EXERCISE OBJECTIVE:
Can you rewrite the rows below with "white glove" replaced by "leather glove" and every other word left as it is?

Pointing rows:
········
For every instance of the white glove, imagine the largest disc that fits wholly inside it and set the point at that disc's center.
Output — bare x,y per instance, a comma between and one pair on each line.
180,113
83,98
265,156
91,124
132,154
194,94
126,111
········
THE RESPONSE:
For every instance of the leather glove, imagine the largest disc that fits wholly inside it and set the point at that disc's center.
Output — bare x,y per instance, a comma between and one pair on each line.
180,113
83,98
265,156
91,124
132,154
194,94
126,111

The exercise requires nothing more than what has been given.